Work to complete:
Scan the records below and report how many lines contain the word "bird", giving the number by itself.

Supplied material:
---
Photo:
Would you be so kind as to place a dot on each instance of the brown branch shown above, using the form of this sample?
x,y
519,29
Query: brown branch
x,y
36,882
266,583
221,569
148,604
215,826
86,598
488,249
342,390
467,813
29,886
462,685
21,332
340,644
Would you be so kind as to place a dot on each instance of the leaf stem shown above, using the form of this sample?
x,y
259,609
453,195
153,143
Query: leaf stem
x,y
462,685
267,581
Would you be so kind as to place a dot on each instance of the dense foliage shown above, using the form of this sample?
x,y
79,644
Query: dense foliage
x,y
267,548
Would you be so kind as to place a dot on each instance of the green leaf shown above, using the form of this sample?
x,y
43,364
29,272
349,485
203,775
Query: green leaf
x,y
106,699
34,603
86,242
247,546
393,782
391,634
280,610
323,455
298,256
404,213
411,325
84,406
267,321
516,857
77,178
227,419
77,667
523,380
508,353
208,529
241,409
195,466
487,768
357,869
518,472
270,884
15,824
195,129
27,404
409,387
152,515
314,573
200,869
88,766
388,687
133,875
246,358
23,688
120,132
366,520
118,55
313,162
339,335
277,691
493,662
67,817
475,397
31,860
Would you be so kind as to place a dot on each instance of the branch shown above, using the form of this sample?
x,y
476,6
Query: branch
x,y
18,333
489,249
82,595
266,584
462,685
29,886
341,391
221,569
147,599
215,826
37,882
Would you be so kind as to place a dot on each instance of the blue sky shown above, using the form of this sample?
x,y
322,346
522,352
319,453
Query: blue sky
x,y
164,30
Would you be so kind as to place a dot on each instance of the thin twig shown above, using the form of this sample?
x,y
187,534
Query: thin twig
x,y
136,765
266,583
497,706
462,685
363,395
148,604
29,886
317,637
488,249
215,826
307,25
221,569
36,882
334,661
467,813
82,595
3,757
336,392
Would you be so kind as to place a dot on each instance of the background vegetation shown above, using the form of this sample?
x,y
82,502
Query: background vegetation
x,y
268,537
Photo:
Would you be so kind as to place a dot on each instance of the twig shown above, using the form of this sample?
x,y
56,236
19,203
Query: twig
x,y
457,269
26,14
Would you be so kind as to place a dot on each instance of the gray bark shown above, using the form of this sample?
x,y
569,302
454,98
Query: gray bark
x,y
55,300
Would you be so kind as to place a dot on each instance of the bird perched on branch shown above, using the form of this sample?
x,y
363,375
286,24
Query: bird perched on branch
---
Reply to the exercise:
2